-- Required tasks --
**1)** Copy the Gene Ontology passage from "Fig. 1 Examples" up to and including "illustrations (more ...)".
**2)** Carry on the Gene Ontology passage from the point where it stops.

-- Page text --
- - - - - - -

As one example, consider DNA metabolism, a biological process carried out by largely (but not entirely) shared elements in eukaryotes. The part of the process ontology (with selected gene names from S. cerevisiae, Drosophila and M. musculus) shown is largely one parent to many children (). One notable exception is the process of DNA ligation, which is a child of three processes, DNA replication, DNA repair and DNA recombination. The yeast gene product Cdc9p is able to carry out the ligation step for all three processes, whereas it is uncertain whether the same enzyme is used in the other species. From the point of view of the ontology, it matters not, and a computer (or a human searcher) will find the appropriate nodes in either case using as the query either the enzyme, the gene name(s) or the GO term (or, if available, the unique GO identifier, in this case, GO:0003910).
Fig. 1 Examples of Gene Ontology. Three examples illustrate the structure and style used by GO to represent the gene ontologies and to associate genes with nodes within an ontology. The ontologies are built from a structured, controlled vocabulary. The illustrations (more ...)

- - - - - - -

-- Supplied entries --
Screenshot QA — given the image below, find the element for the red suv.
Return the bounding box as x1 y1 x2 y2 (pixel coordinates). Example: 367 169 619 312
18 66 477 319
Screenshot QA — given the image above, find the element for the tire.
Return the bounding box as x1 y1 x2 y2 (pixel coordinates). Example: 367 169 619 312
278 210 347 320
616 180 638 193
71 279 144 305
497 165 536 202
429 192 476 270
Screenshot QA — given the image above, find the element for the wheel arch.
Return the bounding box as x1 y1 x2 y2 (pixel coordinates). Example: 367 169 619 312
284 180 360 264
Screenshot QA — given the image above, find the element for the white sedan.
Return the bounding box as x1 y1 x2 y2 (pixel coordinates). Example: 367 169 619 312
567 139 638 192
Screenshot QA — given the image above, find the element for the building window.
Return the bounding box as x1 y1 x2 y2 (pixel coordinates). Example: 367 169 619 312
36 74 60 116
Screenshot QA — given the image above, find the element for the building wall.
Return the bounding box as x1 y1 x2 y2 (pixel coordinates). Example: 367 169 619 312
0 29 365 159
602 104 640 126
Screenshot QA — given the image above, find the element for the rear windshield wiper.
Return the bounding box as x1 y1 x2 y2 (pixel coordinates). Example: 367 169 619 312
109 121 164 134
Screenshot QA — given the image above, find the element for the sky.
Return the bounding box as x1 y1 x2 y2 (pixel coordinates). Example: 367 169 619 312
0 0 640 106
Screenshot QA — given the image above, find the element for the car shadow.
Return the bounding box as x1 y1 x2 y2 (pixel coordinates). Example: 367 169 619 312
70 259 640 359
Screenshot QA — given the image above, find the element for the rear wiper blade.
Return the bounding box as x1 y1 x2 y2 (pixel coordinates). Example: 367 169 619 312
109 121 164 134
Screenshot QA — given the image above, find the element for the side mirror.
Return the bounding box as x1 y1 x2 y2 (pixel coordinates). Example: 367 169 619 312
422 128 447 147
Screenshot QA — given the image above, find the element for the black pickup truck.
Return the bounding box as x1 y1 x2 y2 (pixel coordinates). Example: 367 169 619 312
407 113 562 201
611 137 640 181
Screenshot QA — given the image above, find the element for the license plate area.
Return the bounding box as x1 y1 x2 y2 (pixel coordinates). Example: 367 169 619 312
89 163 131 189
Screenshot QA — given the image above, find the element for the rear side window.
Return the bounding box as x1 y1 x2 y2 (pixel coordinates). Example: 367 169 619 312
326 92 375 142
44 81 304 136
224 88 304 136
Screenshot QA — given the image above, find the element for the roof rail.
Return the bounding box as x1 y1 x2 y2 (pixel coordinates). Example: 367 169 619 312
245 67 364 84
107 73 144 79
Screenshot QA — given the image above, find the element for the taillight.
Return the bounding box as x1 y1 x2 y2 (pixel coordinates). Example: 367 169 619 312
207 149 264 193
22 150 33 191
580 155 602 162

- - - - - - -

-- Results in order --
**1)**
Fig. 1 Examples of Gene Ontology. Three examples illustrate the structure and style used by GO to represent the gene ontologies and to associate genes with nodes within an ontology. The ontologies are built from a structured, controlled vocabulary. The illustrations (more ...)

**2)**
Also shown are the molecular function ontology for the MCM protein complex members that are known to regulate initiation of DNA replication in the three organisms (), and a portion of the cellular component ontology for these proteins (). These ontologies reflect the finding that Mcm2–7 proteins are components of the pre-replicative complex in several model organisms, as well as sometimes localizing to the cytoplasm30
. The ontology supports both biological realities, and yet the molecular functions and the biological processes of the MCM homologues are conserved nevertheless.
The usefulness of the GO ontologies for annotation received its first major test in the annotation of the recently completed sequence of the Drosophila
genome. Little human intervention was required to annotate 50% of the genes to the molecular function and biological process ontologies using the GO method. Another use for GO ontologies that is gaining rapid adherence is the annotation of gene-expression data, especially after these have been clustered by similarities in pattern of gene expression32
. The results of clustering about 100 yeast experiments (of which about half are shown; ) grouped together a subset of genes which, by name alone, convey little to most biologists. When the full short GO annotations for process, molecular function and location are added, however, the biological reason and import of the co-expression of these genes becomes evident.
Fig. 2 Correspondence between hierarchical clustering of expression microarray experiments with GO terms. The coloured matrix represents the results of clustering many microarray expression experiments32. In the matrix, each row represents the yeast gene described (more ...)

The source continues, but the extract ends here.